— BEGIN —

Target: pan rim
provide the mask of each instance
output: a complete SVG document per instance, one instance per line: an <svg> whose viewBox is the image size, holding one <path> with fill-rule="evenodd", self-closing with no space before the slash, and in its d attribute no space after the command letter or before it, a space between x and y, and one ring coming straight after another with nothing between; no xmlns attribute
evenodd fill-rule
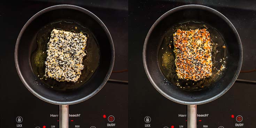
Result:
<svg viewBox="0 0 256 128"><path fill-rule="evenodd" d="M152 77L150 75L149 72L149 71L148 70L148 65L146 63L146 46L148 43L148 41L150 36L152 32L155 28L155 26L158 24L158 23L162 21L162 19L165 18L166 17L168 16L169 14L172 14L174 12L179 11L181 10L189 9L189 8L197 8L197 9L204 9L207 10L212 12L215 14L219 16L220 18L224 20L228 24L229 24L230 27L232 29L233 31L235 34L236 38L238 39L238 41L239 42L239 44L238 45L238 47L239 49L241 49L240 54L239 55L239 61L238 62L238 68L236 69L236 72L234 76L232 79L232 80L230 83L229 84L227 87L224 90L222 90L220 93L215 95L215 96L212 97L210 98L199 101L197 102L187 102L183 101L182 100L179 100L177 98L174 98L171 96L168 95L166 93L165 93L163 90L162 90L156 84L155 82L153 80ZM177 102L177 103L180 103L181 104L183 104L185 105L198 105L204 104L207 103L212 101L213 101L216 99L217 99L218 98L221 96L222 95L226 93L232 86L233 85L235 82L235 80L237 78L239 74L239 73L241 69L242 66L242 62L243 59L243 51L242 51L242 43L241 42L240 37L239 37L238 33L237 31L236 30L234 25L232 24L231 22L223 14L222 14L217 10L213 9L212 8L209 7L207 6L205 6L201 5L185 5L182 6L179 6L173 9L172 9L167 12L164 13L163 15L162 15L159 18L158 18L156 21L154 23L153 25L152 26L150 29L149 30L148 34L146 37L145 41L144 42L144 46L143 46L143 64L144 67L144 69L146 72L146 74L147 76L148 79L150 81L151 83L153 85L154 87L162 95L164 96L166 98L170 99L173 102Z"/></svg>
<svg viewBox="0 0 256 128"><path fill-rule="evenodd" d="M89 16L92 17L94 20L95 20L101 26L101 27L103 29L104 31L106 33L108 39L108 42L110 43L110 50L111 51L111 58L110 63L110 67L107 73L106 76L104 79L103 81L101 83L101 85L97 88L90 95L86 96L85 97L83 97L83 98L79 99L75 101L72 101L69 102L59 102L52 100L49 98L46 98L41 95L39 95L38 93L36 92L27 83L26 81L24 79L22 73L20 71L20 65L18 62L18 46L20 44L20 41L21 37L23 34L23 33L25 30L26 29L27 27L31 23L34 19L36 18L38 16L40 16L41 15L48 12L49 11L57 9L75 9L77 10L80 11L83 13L87 15L88 15ZM114 60L115 60L115 48L114 47L114 45L113 42L113 40L112 39L111 35L109 33L109 31L108 30L107 27L106 26L105 24L103 22L97 17L95 15L93 14L92 13L89 11L89 10L83 8L82 7L70 5L57 5L54 6L51 6L48 8L46 8L37 13L36 14L32 16L25 24L25 25L23 26L21 32L19 34L19 35L17 38L17 40L16 42L16 43L15 46L15 49L14 52L14 58L15 61L15 66L16 69L18 72L18 74L20 77L21 80L22 81L23 84L34 95L38 97L38 98L42 100L47 102L51 103L53 104L57 104L57 105L70 105L72 104L75 104L84 101L85 101L91 97L92 97L94 95L98 93L104 86L106 83L108 81L108 80L109 78L111 72L112 72L114 67Z"/></svg>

— END —

TASK PROMPT: Give the lines of the items above as a JSON list of strings, one string per line, leaving out blank lines and the pictures.

THE ANSWER:
[
  "Target: pan rim",
  "provide the mask of each instance",
  "output: a complete SVG document per instance, one instance per line: an <svg> whose viewBox is the image size, holding one <path> with fill-rule=\"evenodd\", self-closing with no space before the slash, and in its d attribute no space after the command letter or before it, a space between x and y, and one ring coming straight after another with nothing between; no xmlns attribute",
  "evenodd fill-rule",
  "Result:",
  "<svg viewBox=\"0 0 256 128\"><path fill-rule=\"evenodd\" d=\"M152 77L150 75L149 72L149 71L148 70L148 65L146 63L146 46L148 43L148 41L150 36L152 32L155 28L155 26L158 24L158 23L162 21L162 19L165 18L166 17L168 16L169 14L172 14L174 12L179 11L181 10L189 9L189 8L197 8L197 9L204 9L207 10L212 12L215 14L219 16L220 18L224 20L228 24L229 24L230 27L232 29L233 31L235 34L236 38L238 39L238 41L239 42L239 44L238 45L238 47L239 49L241 49L240 54L239 55L239 61L238 62L238 68L236 69L236 72L234 76L232 79L232 80L230 83L229 84L227 87L224 90L222 90L220 93L215 95L215 96L212 97L210 98L199 101L197 102L187 102L183 101L182 100L179 100L177 98L174 98L171 96L168 95L166 93L165 93L163 90L162 90L156 84L155 82L153 80ZM177 102L177 103L180 103L181 104L183 104L185 105L198 105L204 104L207 103L212 101L213 101L216 99L217 99L218 98L221 96L222 95L226 93L232 86L233 85L235 82L235 80L237 78L239 74L239 73L241 69L242 66L242 62L243 59L243 51L242 51L242 43L241 42L240 37L239 37L238 33L237 31L236 30L234 25L232 24L231 22L223 14L222 14L217 10L213 9L212 8L209 7L207 6L205 6L201 5L185 5L182 6L179 6L173 9L172 9L167 12L164 13L163 15L162 15L159 18L158 18L156 21L154 23L153 25L152 26L150 29L149 30L148 34L146 37L145 41L144 42L144 46L143 46L143 64L144 67L144 69L146 72L146 74L147 76L148 79L150 81L151 83L153 85L154 87L162 95L164 96L166 98L170 99L173 102Z\"/></svg>",
  "<svg viewBox=\"0 0 256 128\"><path fill-rule=\"evenodd\" d=\"M89 16L92 17L94 20L95 20L101 26L101 27L103 29L104 31L106 33L108 39L108 42L110 43L110 50L111 51L111 58L110 63L110 67L107 73L106 76L104 79L103 81L101 83L101 85L97 88L90 95L86 96L85 97L83 97L83 98L79 99L75 101L72 101L69 102L59 102L52 100L49 98L46 98L41 95L39 95L38 93L36 92L27 83L26 81L24 79L22 73L20 71L20 65L18 62L18 46L20 44L20 41L21 37L23 34L23 33L25 30L26 29L27 27L31 23L34 19L36 18L38 16L40 16L41 15L48 12L49 11L57 9L75 9L77 10L80 11L83 13L87 15L88 15ZM114 60L115 60L115 48L114 47L114 45L113 42L113 40L112 39L111 35L109 33L109 31L108 30L107 27L106 26L105 24L103 22L97 17L95 15L93 14L92 13L89 11L89 10L83 8L82 7L70 5L57 5L54 6L51 6L48 8L46 8L37 13L36 14L32 16L25 24L25 25L23 26L21 32L19 34L19 35L17 38L17 40L16 42L16 43L15 46L15 49L14 52L14 58L15 61L15 66L16 69L18 72L18 74L20 77L21 80L22 81L23 84L34 95L38 97L38 98L42 100L47 102L51 103L53 104L57 104L57 105L70 105L72 104L75 104L84 101L85 101L91 97L92 97L94 95L98 93L104 86L106 83L108 81L108 80L109 78L111 72L112 72L114 67Z\"/></svg>"
]